WHAT YOU NEED TO DO:
Reproduce every line of the material in full, from its start up to and including the line with "[145, 189, 155, 210]". Offset each coordinate in the answer bounding boxes by adding 85, and leave all other numbers unchanged.

MATERIAL:
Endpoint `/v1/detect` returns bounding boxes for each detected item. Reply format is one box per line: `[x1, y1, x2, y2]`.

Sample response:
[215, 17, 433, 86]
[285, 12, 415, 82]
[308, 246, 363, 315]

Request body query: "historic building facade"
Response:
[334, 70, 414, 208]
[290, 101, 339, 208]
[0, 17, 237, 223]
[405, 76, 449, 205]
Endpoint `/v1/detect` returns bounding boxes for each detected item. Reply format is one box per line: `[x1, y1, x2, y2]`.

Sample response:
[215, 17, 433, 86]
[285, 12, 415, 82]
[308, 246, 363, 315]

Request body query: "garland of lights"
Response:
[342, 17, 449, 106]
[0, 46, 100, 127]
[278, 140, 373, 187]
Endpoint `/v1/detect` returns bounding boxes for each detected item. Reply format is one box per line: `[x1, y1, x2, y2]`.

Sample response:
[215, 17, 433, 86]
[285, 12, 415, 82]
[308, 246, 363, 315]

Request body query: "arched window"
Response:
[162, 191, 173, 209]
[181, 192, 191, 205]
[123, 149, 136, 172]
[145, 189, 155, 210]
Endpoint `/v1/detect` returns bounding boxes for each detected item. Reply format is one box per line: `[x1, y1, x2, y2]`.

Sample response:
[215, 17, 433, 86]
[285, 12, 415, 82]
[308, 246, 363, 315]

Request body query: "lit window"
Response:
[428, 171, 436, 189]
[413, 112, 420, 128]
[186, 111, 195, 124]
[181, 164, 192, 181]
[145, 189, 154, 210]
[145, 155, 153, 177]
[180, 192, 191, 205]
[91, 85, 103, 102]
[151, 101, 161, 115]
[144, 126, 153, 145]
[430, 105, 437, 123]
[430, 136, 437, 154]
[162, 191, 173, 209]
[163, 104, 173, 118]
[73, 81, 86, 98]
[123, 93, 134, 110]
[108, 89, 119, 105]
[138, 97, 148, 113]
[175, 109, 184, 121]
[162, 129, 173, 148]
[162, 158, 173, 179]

ANSWER BELOW:
Endpoint `/v1/detect` returns bounding boxes for each detected item. Reply format is one box per line: `[x1, y1, x2, y2]`.

Sample response:
[215, 17, 433, 86]
[285, 12, 415, 82]
[308, 246, 363, 315]

Request body query: "historic building facade"
Response:
[419, 155, 499, 293]
[375, 186, 424, 293]
[85, 102, 322, 308]
[490, 161, 534, 290]
Endpoint `/v1/detect` returns bounding boxes for each detected item. Reply format is one box per line: `[x1, y1, x2, y2]`.

Sample response:
[215, 17, 433, 86]
[285, 12, 415, 82]
[308, 246, 363, 315]

Request body query: "garland of lights"
Response:
[427, 102, 534, 191]
[85, 131, 185, 212]
[363, 225, 458, 272]
Endpoint `/v1/detect` returns bounding boxes for each detected item. Reply format is one box per line: `[x1, y1, x2, y2]`.

Sample response:
[215, 17, 433, 86]
[285, 12, 415, 82]
[308, 246, 363, 315]

Request body query: "arched window"
Response:
[247, 276, 258, 294]
[266, 277, 276, 290]
[208, 234, 221, 257]
[230, 274, 240, 295]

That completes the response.